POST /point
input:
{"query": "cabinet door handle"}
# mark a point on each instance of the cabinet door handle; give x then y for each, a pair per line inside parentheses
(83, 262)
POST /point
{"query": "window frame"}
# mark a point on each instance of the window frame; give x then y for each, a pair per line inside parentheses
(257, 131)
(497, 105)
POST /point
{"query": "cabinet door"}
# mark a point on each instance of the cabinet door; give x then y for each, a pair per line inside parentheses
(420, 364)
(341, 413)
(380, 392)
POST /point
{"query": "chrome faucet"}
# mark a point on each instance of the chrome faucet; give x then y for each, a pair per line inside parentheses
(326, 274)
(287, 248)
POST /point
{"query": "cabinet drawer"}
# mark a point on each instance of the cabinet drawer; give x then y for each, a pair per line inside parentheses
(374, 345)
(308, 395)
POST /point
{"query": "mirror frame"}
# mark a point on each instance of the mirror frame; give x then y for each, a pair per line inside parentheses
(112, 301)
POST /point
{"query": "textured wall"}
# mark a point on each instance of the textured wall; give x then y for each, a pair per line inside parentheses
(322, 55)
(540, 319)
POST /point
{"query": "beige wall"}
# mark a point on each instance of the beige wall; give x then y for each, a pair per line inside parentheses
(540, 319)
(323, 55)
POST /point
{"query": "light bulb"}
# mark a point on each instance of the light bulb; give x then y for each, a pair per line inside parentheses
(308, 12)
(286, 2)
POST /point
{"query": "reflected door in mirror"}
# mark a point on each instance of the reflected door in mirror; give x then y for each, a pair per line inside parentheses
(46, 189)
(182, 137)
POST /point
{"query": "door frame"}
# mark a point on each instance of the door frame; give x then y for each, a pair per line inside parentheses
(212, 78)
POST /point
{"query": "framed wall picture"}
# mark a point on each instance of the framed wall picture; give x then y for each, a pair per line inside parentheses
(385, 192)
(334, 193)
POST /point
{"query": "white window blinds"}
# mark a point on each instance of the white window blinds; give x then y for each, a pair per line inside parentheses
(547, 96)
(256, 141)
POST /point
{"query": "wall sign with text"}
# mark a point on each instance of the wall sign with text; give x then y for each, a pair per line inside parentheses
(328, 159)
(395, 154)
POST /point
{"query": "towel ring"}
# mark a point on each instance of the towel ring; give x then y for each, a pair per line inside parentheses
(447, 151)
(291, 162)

* * *

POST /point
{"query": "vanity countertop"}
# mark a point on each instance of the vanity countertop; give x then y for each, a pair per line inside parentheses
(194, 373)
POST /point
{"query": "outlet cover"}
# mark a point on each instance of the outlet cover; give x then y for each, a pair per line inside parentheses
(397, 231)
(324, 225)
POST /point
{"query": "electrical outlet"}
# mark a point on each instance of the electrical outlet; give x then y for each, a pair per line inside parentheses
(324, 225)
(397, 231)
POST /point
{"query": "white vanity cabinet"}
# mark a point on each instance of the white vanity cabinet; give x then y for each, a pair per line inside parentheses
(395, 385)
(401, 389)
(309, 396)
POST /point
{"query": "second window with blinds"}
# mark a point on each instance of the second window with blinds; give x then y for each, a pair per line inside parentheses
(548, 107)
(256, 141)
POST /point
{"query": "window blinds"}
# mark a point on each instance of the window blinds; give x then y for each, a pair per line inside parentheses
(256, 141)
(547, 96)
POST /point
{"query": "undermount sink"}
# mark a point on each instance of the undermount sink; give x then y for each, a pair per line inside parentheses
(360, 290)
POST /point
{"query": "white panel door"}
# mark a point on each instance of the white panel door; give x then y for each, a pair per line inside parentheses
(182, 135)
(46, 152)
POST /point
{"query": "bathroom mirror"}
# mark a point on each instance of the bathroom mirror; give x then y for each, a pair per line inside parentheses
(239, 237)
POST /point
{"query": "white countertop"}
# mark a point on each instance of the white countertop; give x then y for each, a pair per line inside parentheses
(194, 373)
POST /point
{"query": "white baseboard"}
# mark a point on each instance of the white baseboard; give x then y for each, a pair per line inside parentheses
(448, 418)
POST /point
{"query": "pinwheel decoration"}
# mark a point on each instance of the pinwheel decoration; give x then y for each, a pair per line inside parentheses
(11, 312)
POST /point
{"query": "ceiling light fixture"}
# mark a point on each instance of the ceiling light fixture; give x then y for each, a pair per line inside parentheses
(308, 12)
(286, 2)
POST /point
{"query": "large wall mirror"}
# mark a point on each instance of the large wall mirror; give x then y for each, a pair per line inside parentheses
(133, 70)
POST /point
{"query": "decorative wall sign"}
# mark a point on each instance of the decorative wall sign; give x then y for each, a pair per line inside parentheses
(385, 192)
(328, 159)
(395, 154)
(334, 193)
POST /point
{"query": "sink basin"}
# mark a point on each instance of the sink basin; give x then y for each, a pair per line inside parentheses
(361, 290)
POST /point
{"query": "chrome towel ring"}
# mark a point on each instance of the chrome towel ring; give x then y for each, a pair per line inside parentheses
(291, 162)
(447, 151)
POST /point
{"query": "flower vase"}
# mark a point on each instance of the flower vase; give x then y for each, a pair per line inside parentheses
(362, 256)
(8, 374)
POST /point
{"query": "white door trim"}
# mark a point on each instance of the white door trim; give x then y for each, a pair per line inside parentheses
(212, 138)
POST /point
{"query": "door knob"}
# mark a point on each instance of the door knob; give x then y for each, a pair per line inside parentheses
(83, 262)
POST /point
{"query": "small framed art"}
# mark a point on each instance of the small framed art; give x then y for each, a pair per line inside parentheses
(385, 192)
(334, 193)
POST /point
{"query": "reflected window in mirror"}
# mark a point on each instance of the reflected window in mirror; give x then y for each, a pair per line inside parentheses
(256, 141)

--

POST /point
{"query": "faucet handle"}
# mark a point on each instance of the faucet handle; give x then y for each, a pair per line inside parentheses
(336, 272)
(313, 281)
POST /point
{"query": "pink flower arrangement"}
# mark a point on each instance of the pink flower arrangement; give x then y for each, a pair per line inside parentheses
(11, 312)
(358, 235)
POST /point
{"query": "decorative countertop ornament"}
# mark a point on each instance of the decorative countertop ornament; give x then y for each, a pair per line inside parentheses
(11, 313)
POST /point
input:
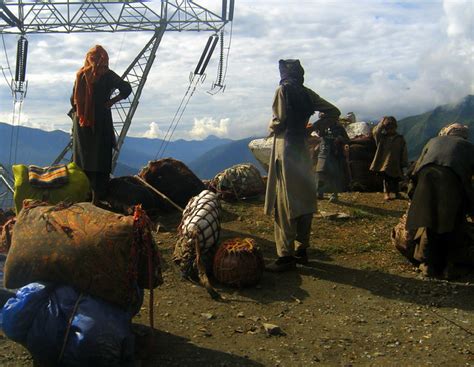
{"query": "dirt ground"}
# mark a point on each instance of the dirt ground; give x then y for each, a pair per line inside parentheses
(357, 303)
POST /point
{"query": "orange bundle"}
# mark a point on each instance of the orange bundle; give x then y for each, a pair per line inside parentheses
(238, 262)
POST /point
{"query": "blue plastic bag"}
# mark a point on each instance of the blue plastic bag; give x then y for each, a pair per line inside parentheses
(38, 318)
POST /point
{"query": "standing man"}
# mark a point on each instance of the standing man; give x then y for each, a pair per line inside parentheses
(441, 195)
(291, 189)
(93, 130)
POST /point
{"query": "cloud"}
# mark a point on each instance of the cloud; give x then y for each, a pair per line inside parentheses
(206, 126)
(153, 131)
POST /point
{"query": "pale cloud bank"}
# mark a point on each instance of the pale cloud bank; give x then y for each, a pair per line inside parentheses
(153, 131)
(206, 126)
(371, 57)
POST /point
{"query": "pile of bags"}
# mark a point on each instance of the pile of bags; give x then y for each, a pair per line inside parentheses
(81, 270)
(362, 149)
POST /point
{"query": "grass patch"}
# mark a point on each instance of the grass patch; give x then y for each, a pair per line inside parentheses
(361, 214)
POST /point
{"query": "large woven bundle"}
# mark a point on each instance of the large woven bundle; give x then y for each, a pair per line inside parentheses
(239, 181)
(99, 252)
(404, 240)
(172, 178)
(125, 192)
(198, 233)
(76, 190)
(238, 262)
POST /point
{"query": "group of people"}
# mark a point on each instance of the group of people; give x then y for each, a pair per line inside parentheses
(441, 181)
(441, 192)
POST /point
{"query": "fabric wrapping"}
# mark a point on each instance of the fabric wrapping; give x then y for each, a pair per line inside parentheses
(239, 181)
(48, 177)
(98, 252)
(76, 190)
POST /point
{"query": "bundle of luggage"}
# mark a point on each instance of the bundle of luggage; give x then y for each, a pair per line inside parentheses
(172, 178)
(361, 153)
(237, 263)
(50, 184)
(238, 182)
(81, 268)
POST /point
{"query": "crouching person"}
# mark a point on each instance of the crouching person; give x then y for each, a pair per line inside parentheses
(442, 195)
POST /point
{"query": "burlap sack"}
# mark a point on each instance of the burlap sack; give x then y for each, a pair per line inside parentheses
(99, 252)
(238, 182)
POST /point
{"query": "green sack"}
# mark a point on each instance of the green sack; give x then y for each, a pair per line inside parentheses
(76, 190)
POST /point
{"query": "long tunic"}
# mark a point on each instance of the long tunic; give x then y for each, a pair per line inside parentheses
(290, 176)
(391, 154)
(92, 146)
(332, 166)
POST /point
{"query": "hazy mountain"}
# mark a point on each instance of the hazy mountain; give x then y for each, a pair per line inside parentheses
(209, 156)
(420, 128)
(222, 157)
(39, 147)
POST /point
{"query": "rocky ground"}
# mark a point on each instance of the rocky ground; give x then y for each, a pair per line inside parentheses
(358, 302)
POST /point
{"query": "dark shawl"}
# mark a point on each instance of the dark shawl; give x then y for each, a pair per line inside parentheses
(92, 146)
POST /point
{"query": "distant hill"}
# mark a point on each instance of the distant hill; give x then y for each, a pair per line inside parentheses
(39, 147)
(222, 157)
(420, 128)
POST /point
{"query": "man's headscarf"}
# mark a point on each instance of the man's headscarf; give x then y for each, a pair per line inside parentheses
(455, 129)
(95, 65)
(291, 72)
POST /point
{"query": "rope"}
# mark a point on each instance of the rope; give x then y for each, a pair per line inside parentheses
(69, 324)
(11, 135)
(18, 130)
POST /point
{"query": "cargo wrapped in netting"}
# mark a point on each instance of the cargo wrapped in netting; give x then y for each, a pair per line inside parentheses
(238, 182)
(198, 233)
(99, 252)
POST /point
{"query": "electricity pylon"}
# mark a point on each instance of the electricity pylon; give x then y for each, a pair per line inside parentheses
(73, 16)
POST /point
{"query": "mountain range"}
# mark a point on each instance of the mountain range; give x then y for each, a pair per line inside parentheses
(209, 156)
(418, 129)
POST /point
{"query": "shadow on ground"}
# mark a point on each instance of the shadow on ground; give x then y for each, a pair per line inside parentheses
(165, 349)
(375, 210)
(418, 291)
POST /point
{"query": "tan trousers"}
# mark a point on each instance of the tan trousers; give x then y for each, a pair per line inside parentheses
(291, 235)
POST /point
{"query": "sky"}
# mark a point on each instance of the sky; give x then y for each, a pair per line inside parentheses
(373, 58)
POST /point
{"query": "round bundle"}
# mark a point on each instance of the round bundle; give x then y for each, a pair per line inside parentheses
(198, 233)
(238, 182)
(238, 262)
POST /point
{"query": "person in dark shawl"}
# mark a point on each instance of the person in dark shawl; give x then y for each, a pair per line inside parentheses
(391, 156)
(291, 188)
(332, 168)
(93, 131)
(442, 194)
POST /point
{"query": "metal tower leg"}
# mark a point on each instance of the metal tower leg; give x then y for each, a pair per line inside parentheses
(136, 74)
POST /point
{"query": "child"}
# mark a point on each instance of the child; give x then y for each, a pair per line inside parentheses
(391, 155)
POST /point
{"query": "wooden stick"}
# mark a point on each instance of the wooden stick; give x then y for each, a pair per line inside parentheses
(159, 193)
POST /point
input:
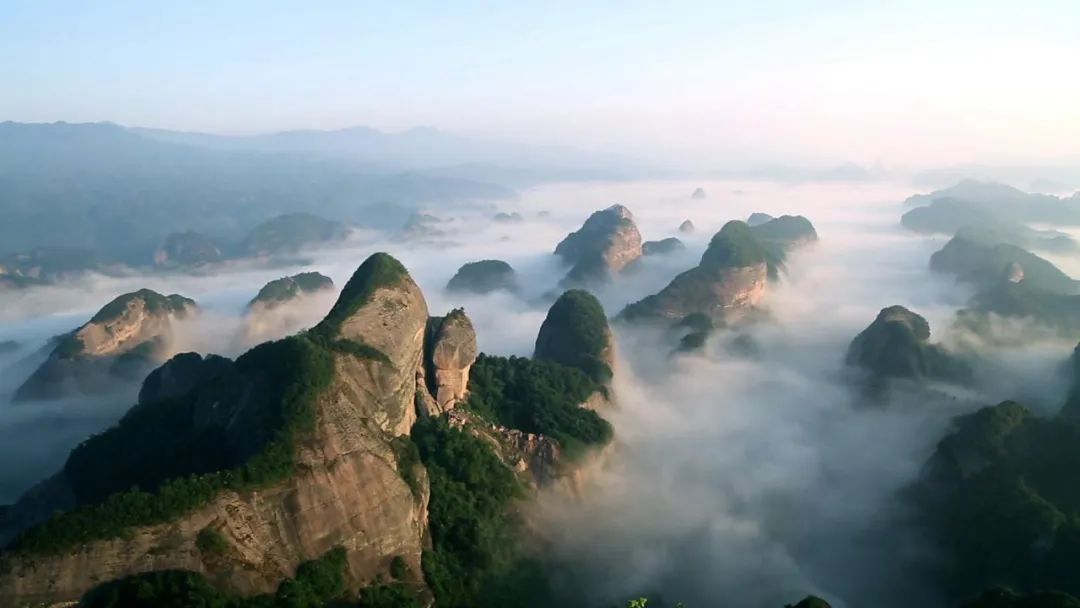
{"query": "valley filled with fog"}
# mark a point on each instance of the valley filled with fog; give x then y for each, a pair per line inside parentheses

> **Work required**
Looking at the records above, how many lines contain "valley"? Only the number is needed.

> **Solution for this task**
2